Problem: Transcribe every item below word for word, without changing a single character.

════════

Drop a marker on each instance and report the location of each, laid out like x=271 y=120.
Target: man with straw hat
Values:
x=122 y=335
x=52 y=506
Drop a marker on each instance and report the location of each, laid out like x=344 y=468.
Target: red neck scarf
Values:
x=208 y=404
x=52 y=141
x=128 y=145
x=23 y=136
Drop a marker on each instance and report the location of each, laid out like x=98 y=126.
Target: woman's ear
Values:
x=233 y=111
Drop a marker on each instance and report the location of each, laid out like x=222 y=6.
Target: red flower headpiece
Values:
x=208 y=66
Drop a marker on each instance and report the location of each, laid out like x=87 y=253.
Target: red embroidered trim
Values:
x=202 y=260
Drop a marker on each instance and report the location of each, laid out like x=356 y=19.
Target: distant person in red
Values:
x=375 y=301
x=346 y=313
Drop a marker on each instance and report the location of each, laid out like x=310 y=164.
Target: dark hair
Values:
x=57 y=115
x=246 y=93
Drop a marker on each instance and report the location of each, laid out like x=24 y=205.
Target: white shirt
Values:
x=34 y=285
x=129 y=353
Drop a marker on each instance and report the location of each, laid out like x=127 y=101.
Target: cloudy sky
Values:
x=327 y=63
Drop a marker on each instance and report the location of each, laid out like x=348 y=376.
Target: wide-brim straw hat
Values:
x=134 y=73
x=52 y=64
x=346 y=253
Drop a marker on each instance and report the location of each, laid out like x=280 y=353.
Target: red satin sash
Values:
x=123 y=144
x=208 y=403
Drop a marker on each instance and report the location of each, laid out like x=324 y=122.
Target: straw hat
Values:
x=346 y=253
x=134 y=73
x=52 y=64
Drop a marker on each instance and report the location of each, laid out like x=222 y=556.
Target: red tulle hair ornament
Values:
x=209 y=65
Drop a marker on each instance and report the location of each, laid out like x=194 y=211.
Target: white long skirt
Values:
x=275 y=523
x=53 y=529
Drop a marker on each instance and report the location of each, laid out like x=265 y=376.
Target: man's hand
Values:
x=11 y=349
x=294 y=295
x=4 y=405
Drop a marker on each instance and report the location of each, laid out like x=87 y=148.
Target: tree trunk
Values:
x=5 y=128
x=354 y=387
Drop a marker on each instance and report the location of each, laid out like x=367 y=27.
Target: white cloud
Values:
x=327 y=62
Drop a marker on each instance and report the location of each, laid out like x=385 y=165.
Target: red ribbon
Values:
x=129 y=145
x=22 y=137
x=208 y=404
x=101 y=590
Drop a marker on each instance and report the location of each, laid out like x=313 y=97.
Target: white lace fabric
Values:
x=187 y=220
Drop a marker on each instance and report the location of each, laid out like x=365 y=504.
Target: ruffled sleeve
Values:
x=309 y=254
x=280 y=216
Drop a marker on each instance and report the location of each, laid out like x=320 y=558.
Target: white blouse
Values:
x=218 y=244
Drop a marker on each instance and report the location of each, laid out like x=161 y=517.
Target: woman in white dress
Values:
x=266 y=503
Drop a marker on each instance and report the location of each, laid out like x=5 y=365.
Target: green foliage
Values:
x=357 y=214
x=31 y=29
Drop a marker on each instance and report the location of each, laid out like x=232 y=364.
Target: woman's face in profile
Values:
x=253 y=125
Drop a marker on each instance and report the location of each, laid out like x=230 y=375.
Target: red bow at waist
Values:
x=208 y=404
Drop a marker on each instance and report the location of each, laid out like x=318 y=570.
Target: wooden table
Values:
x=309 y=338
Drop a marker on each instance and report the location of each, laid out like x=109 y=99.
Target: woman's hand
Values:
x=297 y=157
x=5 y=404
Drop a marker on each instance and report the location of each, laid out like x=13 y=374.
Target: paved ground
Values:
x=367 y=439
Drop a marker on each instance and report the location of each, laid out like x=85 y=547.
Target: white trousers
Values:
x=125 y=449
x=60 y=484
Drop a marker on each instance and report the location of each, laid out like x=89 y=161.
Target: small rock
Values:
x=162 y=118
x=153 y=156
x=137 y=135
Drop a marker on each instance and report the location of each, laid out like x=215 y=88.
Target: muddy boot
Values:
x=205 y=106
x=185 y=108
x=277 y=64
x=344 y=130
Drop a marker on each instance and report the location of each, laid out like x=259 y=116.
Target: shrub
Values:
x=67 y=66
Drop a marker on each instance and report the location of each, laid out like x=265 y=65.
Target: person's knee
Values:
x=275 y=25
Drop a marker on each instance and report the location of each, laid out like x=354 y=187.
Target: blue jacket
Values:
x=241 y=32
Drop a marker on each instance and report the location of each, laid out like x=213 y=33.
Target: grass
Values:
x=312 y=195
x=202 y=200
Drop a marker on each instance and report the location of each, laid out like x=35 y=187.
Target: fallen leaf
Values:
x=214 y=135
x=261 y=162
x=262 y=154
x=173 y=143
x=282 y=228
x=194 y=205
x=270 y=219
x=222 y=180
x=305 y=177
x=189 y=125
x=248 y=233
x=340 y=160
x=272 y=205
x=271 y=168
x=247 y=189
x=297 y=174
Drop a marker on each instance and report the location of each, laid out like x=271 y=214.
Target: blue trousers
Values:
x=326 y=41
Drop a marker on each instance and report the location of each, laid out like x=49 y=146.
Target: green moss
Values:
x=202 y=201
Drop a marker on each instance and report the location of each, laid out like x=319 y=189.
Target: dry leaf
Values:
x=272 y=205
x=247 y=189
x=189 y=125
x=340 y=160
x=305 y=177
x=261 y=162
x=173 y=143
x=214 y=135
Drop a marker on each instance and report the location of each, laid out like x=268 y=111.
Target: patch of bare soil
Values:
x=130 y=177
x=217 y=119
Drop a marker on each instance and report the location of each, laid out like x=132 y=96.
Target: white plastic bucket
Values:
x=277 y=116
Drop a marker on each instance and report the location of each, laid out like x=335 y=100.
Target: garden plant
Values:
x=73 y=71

════════

Exercise output:
Drop a marker on each instance and report the location of each, laid out like x=271 y=120.
Target: man with straw hat
Values:
x=122 y=335
x=52 y=506
Drop a marker on each instance and report the location of each, laid out like x=344 y=468.
Target: red neck scarf
Values:
x=208 y=404
x=52 y=141
x=128 y=145
x=23 y=136
Drop a marker on each instance and report the location of each, laid out like x=98 y=126.
Target: woman's ear
Values:
x=233 y=111
Drop a marker on each instance and report the location of each, laid out like x=222 y=6.
Target: red flower headpiece
Values:
x=208 y=66
Drop a marker on each instance and report the location of each, laid out like x=87 y=253.
Target: red embroidered trim
Values:
x=202 y=260
Drop a marker on each instance and report the location of each, laid out like x=356 y=19.
Target: distant person in red
Values:
x=375 y=301
x=346 y=313
Drop a marker on each instance and report the location of each, laid out like x=310 y=164.
Target: dark hair
Values:
x=57 y=115
x=246 y=93
Drop a marker on each instance and report the location of each, laid out like x=24 y=205.
Target: white shirt
Values:
x=34 y=285
x=129 y=353
Drop a marker on each instance and report the location of each, laid out like x=127 y=101.
Target: cloudy sky
Values:
x=327 y=63
Drop a marker on each instance and report the location of each, laid out like x=348 y=376.
Target: wide-brim straw hat
Values:
x=134 y=73
x=52 y=64
x=346 y=253
Drop a marker on each instance and report the location of each, laid out like x=280 y=353.
Target: red satin sash
Values:
x=123 y=144
x=208 y=403
Drop a marker on each instance and report the location of each, laid out like x=324 y=122.
Target: straw hat
Values:
x=346 y=253
x=134 y=73
x=52 y=64
Drop a marker on each instance and report the location of each, laid out like x=222 y=556.
Target: red tulle hair ornament
Values:
x=209 y=65
Drop a marker on each instance and report the location of each, laid out like x=194 y=211.
Target: white long skirt
Values:
x=275 y=523
x=53 y=529
Drop a marker on each instance and report the location of each, laid out like x=265 y=376.
Target: man's hand
Values:
x=11 y=349
x=294 y=295
x=4 y=405
Drop a marker on each instance and report the location of each, laid out like x=87 y=148.
Target: tree trunk
Values:
x=5 y=128
x=354 y=387
Drop a marker on each instance and report the location of each, laid out like x=367 y=27.
Target: white cloud
Values:
x=327 y=62
Drop a marker on each instance and report the location of each, laid out like x=385 y=165.
Target: red ribbon
Values:
x=129 y=145
x=22 y=137
x=208 y=404
x=101 y=590
Drop a marker on each instance and report the location of each, laid out like x=313 y=97.
Target: white lace fabric
Values:
x=187 y=220
Drop a marker on each instance and report the location of each, laid out like x=365 y=504.
Target: ruffled sleeve
Values:
x=309 y=254
x=280 y=216
Drop a marker on each instance and report the location of each, laid out like x=320 y=558.
Target: white blouse
Values:
x=218 y=244
Drop a marker on each instance and report the location of each, laid out like x=161 y=517.
Target: woman in white dress
Values:
x=266 y=503
Drop a marker on each instance and report the location of each, laid out like x=5 y=365.
Target: green foliage
Values:
x=357 y=214
x=31 y=29
Drop a marker on each instance and report the location of each, laid out like x=232 y=364.
Target: woman's face in profile
Values:
x=253 y=125
Drop a marker on each instance and report the location of each, laid out like x=230 y=375.
Target: red bow at waist
Values:
x=208 y=404
Drop a marker on each instance and report the location of each, laid out like x=318 y=570.
Target: wooden table
Values:
x=309 y=338
Drop a marker on each instance and report the location of each, laid out like x=109 y=99.
Target: woman's hand
Values:
x=297 y=157
x=5 y=404
Drop a marker on each instance and report the location of each, laid out like x=13 y=374.
Target: paved ground
Values:
x=367 y=439
Drop a marker on each instance and report the location of each, laid out like x=85 y=547.
Target: white trousers
Values:
x=125 y=449
x=60 y=484
Drop a marker on each instance and report the location of each, laid out like x=89 y=161.
Target: small rock
Values:
x=162 y=118
x=153 y=156
x=137 y=135
Drop a marker on each instance and report the location of each, laid out like x=215 y=88.
Target: muddy boot
Values:
x=205 y=106
x=185 y=108
x=277 y=64
x=344 y=130
Drop a marker on each instance and report the location of each, laid out like x=259 y=116.
Target: shrub
Values:
x=67 y=66
Drop a marker on each instance and report the location of each, laid out like x=265 y=65.
Target: person's knee
Values:
x=275 y=25
Drop a marker on each instance and report the location of each, laid out like x=354 y=187.
Target: blue jacket
Values:
x=241 y=32
Drop a marker on each instance and report the location of each, laid out like x=213 y=33.
Target: grass
Values:
x=312 y=195
x=202 y=200
Drop a marker on each instance and report the location of each, laid out like x=35 y=187.
Target: fallen leaf
Values:
x=214 y=135
x=261 y=162
x=262 y=154
x=173 y=143
x=282 y=228
x=194 y=205
x=270 y=219
x=222 y=180
x=305 y=177
x=189 y=125
x=248 y=233
x=340 y=160
x=272 y=205
x=271 y=168
x=247 y=189
x=297 y=174
Drop a marker on each instance and report the location of each, laid out like x=271 y=214.
Target: blue trousers
Values:
x=326 y=41
Drop a marker on each instance and report the location of each, laid out like x=49 y=146.
Target: green moss
Values:
x=202 y=201
Drop a marker on each instance and report the location of each, laid out like x=319 y=189.
Target: dry leaf
Values:
x=272 y=205
x=247 y=189
x=189 y=125
x=340 y=160
x=305 y=177
x=261 y=162
x=173 y=143
x=214 y=135
Drop a marker on each instance and report the location of each, laid out like x=268 y=111.
Target: patch of bare soil
Values:
x=130 y=177
x=217 y=119
Drop a marker on each instance and report the location of each, laid out like x=132 y=96.
Target: white plastic bucket
Values:
x=277 y=116
Drop a marker on each instance and report the location of each, laid out like x=335 y=100.
Target: garden plant
Values:
x=73 y=71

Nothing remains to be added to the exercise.